▶ **Stated goal**
Recast the records below, from the line containing "Examine the photograph above and mark every mushroom" through the line containing "[204,17,344,218]" (both ends included), as a Markdown table with the columns Row and Line text. Number each line and leave out any blank lines.
--- Provided data ---
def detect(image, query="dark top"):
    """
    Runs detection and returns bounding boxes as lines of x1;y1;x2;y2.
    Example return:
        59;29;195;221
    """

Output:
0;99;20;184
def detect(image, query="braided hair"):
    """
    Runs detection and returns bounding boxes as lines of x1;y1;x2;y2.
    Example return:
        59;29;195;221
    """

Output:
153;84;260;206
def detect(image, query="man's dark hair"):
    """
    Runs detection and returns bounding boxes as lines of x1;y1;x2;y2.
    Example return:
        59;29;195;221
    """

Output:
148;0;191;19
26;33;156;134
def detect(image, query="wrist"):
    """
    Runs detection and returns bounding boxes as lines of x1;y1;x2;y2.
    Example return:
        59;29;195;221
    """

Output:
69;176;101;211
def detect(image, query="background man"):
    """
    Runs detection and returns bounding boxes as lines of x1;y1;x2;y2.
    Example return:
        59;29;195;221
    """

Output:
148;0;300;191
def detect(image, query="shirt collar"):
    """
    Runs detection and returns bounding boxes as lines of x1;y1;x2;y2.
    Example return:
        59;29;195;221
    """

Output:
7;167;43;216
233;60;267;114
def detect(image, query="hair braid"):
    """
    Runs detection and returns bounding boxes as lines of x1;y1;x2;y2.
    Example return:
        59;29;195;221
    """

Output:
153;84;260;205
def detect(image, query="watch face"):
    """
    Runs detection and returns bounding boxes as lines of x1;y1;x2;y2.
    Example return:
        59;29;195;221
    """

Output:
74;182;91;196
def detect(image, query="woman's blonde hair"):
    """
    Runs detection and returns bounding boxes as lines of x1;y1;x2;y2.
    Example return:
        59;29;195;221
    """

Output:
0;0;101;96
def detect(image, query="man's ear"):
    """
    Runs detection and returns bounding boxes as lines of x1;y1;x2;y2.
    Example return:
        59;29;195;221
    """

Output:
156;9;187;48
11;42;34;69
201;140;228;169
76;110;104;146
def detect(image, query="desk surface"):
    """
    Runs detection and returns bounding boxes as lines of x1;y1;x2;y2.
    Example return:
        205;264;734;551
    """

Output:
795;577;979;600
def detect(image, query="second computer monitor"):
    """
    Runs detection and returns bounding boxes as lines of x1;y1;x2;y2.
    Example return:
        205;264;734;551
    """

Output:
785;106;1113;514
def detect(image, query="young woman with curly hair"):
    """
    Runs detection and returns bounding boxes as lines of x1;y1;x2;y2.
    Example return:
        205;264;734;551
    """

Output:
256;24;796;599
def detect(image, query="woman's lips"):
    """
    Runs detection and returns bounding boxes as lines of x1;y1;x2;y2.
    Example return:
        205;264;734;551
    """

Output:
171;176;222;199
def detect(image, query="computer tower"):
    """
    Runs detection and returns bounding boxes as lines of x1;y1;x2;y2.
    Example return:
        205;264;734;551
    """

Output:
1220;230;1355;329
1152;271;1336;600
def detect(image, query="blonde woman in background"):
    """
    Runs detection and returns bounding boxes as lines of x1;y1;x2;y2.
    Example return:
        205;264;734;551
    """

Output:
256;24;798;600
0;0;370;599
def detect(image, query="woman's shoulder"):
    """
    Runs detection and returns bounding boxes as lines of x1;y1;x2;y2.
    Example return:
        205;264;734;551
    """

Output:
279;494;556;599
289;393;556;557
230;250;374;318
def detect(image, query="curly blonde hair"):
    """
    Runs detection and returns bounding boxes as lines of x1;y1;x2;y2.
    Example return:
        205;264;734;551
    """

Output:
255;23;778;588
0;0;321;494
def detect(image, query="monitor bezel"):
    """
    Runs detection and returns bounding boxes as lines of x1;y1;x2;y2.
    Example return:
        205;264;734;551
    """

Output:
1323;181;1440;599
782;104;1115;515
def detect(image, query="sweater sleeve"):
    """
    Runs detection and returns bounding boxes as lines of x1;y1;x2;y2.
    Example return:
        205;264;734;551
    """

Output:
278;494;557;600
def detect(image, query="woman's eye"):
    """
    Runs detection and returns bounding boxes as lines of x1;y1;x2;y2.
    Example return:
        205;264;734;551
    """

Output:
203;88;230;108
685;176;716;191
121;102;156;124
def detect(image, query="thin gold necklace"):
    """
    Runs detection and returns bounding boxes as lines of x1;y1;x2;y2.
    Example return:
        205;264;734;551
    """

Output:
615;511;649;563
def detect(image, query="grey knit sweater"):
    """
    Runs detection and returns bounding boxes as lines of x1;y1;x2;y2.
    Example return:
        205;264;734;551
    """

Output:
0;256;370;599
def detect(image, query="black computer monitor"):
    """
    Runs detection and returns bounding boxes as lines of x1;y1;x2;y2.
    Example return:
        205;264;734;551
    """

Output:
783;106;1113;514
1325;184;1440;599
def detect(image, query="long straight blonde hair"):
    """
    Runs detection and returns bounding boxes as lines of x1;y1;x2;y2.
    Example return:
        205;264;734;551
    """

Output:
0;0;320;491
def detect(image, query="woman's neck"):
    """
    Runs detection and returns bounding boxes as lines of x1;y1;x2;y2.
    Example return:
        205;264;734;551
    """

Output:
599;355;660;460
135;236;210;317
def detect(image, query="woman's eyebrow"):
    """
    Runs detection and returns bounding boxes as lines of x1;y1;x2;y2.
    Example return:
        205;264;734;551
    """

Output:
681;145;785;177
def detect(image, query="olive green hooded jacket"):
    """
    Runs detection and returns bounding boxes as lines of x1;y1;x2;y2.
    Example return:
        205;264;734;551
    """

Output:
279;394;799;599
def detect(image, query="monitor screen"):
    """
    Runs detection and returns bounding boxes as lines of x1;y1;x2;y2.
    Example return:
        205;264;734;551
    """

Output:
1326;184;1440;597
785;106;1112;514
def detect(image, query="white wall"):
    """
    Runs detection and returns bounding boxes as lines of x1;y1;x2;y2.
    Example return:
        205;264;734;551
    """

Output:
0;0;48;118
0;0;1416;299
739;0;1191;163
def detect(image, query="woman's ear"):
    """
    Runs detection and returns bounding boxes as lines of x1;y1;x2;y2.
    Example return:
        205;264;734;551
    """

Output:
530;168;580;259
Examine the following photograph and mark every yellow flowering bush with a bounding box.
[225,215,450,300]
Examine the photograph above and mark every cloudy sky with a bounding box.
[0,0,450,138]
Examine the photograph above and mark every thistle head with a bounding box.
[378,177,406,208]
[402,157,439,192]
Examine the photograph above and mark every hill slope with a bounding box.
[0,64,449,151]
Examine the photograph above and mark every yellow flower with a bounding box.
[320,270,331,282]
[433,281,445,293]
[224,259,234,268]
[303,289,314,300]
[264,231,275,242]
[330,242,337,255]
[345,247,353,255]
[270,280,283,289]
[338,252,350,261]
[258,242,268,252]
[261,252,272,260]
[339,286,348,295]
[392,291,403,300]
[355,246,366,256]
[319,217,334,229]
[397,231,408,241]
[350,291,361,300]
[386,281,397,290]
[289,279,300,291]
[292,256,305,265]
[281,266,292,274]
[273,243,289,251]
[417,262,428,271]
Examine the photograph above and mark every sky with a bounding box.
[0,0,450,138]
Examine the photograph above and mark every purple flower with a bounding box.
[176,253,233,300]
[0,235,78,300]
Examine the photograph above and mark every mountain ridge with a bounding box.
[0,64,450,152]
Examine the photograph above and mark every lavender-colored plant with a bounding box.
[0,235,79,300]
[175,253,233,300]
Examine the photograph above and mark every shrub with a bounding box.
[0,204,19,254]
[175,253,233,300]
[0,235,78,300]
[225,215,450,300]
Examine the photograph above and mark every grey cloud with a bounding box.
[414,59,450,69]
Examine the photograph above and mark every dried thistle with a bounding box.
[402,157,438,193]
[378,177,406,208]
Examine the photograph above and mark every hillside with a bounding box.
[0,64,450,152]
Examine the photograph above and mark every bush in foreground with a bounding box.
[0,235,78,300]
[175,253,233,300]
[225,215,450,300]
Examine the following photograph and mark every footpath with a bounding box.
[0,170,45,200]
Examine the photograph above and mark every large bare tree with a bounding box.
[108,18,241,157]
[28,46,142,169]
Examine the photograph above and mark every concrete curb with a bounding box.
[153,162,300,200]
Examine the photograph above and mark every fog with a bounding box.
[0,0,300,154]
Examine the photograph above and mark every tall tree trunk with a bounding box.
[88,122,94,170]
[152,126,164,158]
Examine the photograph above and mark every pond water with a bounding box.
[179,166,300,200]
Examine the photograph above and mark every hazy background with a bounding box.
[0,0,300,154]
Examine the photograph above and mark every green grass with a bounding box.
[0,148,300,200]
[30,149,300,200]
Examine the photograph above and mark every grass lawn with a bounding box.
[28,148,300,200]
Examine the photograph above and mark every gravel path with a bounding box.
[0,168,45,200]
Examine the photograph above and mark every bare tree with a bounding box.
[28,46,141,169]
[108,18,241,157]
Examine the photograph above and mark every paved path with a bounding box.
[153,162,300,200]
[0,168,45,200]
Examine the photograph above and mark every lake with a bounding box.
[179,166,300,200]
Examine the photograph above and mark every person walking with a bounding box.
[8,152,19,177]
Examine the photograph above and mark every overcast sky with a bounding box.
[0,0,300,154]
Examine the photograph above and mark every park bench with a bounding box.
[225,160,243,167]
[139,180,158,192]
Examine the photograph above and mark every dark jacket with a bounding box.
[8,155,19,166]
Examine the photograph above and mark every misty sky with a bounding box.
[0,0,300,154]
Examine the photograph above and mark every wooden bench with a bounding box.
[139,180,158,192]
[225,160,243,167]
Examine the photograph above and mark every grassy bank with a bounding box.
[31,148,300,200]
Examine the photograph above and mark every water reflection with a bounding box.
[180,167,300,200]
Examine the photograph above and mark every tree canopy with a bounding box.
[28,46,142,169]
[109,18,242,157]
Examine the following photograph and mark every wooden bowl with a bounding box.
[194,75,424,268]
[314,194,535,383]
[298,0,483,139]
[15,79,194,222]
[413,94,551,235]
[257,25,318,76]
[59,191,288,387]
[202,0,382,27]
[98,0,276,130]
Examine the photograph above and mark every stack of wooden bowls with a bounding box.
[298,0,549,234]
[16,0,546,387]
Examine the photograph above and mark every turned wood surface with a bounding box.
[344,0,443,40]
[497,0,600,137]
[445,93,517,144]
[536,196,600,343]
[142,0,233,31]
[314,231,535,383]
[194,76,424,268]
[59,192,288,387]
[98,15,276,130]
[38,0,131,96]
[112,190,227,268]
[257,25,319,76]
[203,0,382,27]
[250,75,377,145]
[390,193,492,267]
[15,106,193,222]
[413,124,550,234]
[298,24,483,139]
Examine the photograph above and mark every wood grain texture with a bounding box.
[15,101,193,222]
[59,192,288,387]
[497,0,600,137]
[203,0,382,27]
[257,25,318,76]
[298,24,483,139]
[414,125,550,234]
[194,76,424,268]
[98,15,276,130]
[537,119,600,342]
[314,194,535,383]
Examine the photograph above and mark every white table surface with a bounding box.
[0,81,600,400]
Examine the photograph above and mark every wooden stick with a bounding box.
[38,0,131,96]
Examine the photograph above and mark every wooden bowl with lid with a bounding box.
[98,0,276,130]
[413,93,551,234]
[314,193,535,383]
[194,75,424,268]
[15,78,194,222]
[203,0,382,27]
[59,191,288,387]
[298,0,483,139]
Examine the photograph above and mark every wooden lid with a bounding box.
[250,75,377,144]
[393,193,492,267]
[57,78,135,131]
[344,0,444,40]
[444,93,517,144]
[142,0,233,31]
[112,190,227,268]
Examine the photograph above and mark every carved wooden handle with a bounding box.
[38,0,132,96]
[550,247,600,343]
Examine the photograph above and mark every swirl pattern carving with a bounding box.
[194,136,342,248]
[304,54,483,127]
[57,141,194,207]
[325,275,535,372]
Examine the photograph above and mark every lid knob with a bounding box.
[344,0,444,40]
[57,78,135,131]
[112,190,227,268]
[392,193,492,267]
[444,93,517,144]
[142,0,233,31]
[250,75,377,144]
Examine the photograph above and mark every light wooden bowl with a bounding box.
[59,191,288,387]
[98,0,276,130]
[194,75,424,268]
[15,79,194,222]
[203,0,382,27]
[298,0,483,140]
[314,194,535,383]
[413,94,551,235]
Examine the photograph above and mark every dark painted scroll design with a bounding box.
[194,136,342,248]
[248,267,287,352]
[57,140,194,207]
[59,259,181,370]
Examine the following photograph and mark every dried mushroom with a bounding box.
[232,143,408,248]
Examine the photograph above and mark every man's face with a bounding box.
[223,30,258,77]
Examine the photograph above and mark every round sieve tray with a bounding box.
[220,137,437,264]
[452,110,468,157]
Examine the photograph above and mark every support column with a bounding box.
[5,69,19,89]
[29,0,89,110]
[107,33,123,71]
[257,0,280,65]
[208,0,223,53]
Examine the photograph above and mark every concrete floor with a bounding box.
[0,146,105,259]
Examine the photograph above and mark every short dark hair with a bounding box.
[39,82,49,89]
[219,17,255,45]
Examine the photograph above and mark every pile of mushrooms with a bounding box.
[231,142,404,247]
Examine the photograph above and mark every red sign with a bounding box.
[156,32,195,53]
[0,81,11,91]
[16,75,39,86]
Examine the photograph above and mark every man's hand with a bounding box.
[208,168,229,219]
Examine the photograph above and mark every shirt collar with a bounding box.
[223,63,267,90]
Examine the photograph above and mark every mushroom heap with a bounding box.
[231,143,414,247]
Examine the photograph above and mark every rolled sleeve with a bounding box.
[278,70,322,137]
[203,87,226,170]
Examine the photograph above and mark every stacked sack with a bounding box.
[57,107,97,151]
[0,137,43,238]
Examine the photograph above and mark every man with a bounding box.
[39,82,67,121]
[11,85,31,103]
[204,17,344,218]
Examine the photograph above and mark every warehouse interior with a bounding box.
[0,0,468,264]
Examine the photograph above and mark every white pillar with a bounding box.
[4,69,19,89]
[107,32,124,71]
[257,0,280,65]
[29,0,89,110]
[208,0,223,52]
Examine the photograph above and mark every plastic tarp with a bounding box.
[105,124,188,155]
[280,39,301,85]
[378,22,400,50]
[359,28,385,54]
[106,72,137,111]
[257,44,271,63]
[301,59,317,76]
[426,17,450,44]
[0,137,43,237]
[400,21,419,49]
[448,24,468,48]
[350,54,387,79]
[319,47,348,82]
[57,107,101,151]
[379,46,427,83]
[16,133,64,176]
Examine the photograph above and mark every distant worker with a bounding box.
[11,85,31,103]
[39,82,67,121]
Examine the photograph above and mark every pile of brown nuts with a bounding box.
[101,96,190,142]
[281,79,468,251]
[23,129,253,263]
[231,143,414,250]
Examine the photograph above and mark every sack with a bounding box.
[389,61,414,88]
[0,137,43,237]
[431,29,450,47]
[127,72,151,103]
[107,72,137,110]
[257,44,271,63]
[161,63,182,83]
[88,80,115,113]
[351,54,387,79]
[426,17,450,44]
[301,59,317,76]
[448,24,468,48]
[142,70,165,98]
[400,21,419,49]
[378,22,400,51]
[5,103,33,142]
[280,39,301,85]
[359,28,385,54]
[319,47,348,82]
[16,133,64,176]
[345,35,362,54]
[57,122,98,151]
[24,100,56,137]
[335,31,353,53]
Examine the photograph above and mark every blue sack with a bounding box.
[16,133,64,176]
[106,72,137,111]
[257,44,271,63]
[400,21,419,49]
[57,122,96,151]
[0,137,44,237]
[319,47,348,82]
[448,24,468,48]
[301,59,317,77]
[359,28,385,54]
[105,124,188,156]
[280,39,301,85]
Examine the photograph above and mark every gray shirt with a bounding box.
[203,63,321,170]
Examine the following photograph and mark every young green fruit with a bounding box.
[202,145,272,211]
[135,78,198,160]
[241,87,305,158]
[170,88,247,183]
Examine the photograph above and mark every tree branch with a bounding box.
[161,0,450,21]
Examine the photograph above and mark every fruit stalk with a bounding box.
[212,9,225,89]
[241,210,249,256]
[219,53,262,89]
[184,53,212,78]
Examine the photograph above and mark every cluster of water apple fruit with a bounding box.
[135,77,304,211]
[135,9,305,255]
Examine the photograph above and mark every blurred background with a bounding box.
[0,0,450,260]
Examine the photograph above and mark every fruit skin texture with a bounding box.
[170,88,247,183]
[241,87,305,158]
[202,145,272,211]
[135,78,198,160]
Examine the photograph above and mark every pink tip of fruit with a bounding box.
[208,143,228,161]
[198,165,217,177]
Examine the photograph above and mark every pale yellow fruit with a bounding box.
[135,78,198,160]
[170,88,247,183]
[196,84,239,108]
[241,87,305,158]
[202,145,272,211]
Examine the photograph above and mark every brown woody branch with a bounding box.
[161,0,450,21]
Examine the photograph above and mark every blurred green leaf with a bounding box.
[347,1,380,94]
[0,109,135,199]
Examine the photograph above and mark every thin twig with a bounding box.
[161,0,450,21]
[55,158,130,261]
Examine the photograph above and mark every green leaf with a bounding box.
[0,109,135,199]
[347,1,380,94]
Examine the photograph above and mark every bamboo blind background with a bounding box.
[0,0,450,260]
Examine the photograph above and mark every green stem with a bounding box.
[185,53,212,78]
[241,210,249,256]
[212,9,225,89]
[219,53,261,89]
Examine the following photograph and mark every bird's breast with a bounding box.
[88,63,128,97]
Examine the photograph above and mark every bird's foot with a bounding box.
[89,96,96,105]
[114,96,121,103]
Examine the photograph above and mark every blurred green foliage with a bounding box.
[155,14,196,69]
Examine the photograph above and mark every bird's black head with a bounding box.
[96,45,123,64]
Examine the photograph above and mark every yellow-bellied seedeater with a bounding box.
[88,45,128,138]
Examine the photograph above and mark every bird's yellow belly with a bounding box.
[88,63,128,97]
---
▶ **Exercise result**
| Row | Line text |
|---|---|
| 1 | Examine the photograph above and mark every mushroom heap with a bounding box. |
| 2 | [231,143,414,247] |
| 3 | Examine the photograph above and mark every rolled sleeve with a bounding box. |
| 4 | [278,70,322,137] |
| 5 | [203,87,226,170] |
| 6 | Examine the photograph above and mark every stacked sack with a bounding box. |
| 7 | [57,107,97,151] |
| 8 | [0,137,43,238] |
| 9 | Examine the photograph above and mark every man with a bounding box. |
| 10 | [39,82,67,121] |
| 11 | [11,85,31,103] |
| 12 | [204,17,344,218] |